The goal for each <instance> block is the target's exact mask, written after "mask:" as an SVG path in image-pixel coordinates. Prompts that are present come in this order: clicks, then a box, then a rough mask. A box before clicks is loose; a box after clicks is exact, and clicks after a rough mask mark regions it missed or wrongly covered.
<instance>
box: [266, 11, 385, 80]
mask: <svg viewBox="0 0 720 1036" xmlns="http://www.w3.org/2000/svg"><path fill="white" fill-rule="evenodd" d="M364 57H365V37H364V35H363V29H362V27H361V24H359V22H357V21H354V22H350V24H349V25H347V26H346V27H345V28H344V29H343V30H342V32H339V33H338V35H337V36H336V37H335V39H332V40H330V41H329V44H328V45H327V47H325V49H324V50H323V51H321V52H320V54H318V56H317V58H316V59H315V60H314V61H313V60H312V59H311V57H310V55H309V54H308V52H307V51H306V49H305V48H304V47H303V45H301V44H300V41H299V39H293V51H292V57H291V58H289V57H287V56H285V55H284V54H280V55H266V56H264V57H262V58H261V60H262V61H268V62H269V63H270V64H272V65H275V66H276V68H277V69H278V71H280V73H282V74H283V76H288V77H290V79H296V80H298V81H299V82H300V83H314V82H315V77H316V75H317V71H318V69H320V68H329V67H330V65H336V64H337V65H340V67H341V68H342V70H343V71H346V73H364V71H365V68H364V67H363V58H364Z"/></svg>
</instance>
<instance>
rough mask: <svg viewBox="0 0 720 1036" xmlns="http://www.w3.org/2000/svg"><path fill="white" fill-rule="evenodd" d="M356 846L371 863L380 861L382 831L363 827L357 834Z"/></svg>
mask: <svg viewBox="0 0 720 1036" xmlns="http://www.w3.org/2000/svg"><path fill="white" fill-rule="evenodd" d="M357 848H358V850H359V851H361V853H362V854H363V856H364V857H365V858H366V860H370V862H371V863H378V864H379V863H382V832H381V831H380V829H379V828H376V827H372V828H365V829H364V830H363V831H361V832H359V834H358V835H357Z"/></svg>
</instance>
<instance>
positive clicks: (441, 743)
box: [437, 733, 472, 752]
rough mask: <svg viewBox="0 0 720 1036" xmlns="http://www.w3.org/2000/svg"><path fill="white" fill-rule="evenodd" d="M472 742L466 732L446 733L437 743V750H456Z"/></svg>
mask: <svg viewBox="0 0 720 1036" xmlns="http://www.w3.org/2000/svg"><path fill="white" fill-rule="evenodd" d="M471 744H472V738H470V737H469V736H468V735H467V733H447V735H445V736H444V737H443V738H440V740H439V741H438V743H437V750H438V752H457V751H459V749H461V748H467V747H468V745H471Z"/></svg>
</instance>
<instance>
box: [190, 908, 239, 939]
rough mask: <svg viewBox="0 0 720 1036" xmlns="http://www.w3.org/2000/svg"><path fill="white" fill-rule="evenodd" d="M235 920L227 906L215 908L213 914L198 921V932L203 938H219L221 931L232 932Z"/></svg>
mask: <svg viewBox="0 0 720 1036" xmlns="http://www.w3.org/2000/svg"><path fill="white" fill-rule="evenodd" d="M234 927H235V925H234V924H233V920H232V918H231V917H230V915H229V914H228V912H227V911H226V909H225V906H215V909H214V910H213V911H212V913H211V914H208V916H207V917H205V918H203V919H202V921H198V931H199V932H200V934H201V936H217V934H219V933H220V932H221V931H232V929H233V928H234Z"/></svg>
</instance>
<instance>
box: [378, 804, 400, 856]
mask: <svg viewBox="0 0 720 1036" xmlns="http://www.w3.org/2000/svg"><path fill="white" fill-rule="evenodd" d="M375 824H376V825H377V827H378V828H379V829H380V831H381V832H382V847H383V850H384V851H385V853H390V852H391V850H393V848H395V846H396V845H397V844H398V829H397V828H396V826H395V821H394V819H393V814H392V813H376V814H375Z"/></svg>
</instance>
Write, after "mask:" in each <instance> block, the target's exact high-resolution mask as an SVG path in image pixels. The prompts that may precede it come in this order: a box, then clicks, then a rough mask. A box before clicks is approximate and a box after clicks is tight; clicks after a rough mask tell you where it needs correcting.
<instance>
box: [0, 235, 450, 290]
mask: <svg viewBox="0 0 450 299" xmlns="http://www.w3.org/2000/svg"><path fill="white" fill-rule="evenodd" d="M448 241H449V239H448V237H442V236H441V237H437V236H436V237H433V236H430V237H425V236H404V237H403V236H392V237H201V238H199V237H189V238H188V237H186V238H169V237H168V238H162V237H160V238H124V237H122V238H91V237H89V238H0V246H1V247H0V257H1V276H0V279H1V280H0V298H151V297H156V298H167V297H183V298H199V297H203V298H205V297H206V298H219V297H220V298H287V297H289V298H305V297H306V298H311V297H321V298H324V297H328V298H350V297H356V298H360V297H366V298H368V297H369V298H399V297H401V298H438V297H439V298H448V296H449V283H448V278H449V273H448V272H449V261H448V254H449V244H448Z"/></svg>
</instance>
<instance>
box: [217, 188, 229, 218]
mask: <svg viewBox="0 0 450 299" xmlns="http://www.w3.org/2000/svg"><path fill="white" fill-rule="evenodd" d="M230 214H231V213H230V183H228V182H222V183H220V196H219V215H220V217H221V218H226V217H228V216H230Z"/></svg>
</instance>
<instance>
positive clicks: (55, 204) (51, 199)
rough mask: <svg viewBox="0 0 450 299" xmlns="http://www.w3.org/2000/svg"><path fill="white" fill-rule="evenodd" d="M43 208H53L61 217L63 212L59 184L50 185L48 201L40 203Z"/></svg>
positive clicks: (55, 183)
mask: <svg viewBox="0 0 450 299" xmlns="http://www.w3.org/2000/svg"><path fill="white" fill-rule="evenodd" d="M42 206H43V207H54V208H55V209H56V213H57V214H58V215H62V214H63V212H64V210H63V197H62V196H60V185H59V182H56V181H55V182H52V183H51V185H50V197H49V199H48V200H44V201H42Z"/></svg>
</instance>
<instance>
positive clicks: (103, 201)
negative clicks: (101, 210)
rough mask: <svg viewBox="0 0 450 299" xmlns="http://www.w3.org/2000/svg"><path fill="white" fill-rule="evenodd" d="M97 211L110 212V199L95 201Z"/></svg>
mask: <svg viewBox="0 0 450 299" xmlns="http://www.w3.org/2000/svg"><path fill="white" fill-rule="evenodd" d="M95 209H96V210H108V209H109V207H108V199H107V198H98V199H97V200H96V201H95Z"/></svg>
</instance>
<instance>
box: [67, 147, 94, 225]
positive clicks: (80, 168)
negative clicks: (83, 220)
#####
__WHAT THIS TASK INVOLVES__:
Rewrite the records as a numbered list, leaving out any blank lines, from the first line through the line containing "box: [266, 11, 385, 80]".

__EXPECTED OUTPUT__:
1. The goal for each <instance> block is the target's exact mask, written after "mask:" as an SVG path in image-pixel coordinates. Prompts that are present come in this order: clicks, then a box, then a rough mask. A box before clicks is loose; a box after clicks is exact, and clicks after a rough mask mark regions it missed or wrongly covered.
2. <instance>
3. box: [266, 11, 385, 80]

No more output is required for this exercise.